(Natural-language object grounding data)
# # #
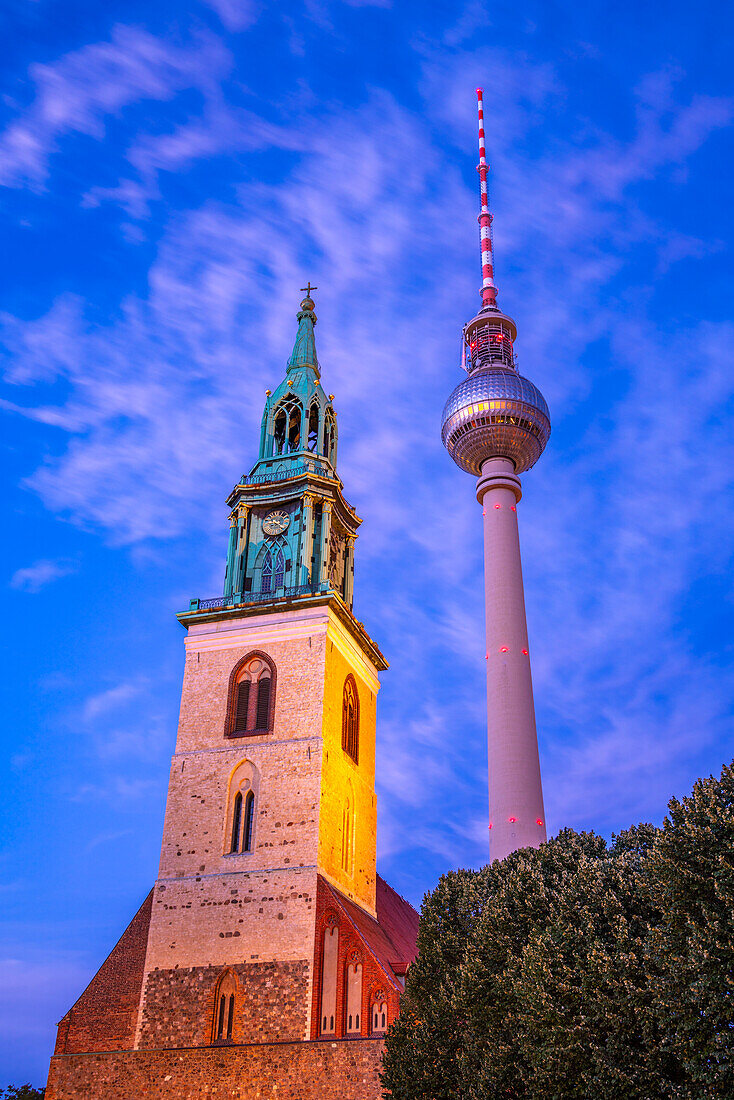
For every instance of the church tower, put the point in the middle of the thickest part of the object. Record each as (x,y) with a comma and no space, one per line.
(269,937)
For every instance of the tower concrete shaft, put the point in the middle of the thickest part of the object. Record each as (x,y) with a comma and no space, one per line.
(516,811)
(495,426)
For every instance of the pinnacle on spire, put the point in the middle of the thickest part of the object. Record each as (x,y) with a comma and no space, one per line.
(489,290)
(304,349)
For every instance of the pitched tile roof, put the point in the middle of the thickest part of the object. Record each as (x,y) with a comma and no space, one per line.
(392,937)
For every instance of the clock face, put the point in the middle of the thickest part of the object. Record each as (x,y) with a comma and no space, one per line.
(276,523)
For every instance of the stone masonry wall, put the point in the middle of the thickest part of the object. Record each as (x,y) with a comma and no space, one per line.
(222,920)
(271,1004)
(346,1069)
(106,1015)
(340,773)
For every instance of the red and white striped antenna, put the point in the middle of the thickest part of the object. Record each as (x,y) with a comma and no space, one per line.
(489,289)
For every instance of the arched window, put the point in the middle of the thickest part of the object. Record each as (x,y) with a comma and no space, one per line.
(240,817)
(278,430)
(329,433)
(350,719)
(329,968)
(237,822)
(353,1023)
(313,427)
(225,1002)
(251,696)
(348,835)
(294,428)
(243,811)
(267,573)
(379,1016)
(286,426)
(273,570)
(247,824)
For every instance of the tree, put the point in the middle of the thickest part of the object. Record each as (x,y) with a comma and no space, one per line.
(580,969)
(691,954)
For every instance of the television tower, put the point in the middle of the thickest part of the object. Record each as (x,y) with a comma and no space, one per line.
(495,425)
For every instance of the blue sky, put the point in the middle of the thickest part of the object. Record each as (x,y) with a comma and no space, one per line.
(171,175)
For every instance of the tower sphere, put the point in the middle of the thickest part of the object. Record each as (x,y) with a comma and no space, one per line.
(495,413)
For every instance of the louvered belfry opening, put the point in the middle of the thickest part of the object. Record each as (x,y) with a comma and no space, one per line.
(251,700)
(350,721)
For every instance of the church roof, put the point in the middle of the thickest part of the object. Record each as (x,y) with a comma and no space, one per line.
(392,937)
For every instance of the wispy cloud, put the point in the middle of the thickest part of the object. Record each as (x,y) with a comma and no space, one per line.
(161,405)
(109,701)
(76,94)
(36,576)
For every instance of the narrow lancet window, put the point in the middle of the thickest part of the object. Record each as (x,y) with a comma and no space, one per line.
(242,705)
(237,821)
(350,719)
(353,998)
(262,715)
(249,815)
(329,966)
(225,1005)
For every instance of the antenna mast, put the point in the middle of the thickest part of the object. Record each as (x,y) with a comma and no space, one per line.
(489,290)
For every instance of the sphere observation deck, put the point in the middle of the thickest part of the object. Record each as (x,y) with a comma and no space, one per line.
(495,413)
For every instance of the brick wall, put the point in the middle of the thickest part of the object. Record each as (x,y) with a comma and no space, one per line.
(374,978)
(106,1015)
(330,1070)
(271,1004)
# # #
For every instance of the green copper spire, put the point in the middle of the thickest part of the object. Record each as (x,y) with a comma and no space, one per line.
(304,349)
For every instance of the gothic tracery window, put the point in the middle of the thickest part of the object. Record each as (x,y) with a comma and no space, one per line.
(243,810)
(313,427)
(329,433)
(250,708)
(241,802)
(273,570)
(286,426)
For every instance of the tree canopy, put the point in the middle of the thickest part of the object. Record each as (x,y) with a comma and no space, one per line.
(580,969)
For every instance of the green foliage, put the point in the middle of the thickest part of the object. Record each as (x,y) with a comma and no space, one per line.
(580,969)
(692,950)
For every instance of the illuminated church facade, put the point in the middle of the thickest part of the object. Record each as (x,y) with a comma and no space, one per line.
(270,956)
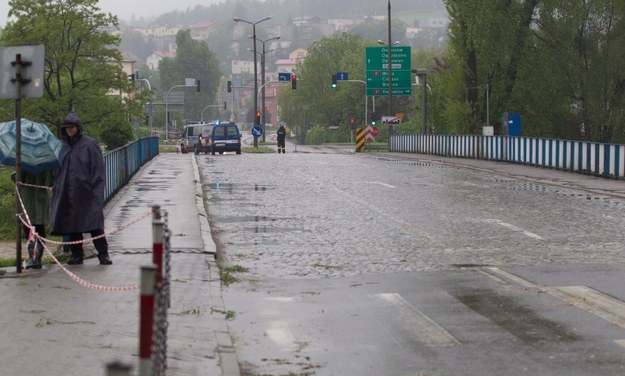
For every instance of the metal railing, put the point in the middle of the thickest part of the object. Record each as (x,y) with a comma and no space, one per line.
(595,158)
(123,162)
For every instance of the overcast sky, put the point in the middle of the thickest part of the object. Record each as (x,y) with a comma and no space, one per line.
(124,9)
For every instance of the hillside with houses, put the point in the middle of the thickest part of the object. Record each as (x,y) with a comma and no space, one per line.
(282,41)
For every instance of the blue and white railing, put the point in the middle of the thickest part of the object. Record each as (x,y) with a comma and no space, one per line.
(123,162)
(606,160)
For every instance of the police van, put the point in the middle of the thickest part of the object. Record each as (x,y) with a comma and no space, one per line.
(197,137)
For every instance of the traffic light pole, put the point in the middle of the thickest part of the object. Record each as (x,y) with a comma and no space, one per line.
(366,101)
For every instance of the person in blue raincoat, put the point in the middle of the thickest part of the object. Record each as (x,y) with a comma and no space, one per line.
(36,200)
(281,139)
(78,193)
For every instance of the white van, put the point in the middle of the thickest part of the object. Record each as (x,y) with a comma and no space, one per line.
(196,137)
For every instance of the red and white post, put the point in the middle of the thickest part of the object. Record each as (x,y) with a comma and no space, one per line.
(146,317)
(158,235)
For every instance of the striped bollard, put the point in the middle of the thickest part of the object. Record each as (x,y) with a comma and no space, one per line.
# # #
Look above for the line holding "For every instance of the white" and the line holding "For every instance of the striped". Retype both, and every line between them, word for word and nothing else.

▸ **Answer space**
For every instance of the white van, put the point in the middle of the thickest part of the object. Record each as (x,y) with a comma and no space, one per line.
(196,137)
For every instance of the red and white post, put the point in the middle of the thickest part of the object. Record each as (x,y) with a comma and no space, one per line.
(146,317)
(158,235)
For every instance of the striped bollard, put the point in the middle of the thickest part of the object. Record each as (x,y) with a comma and no space, one per line.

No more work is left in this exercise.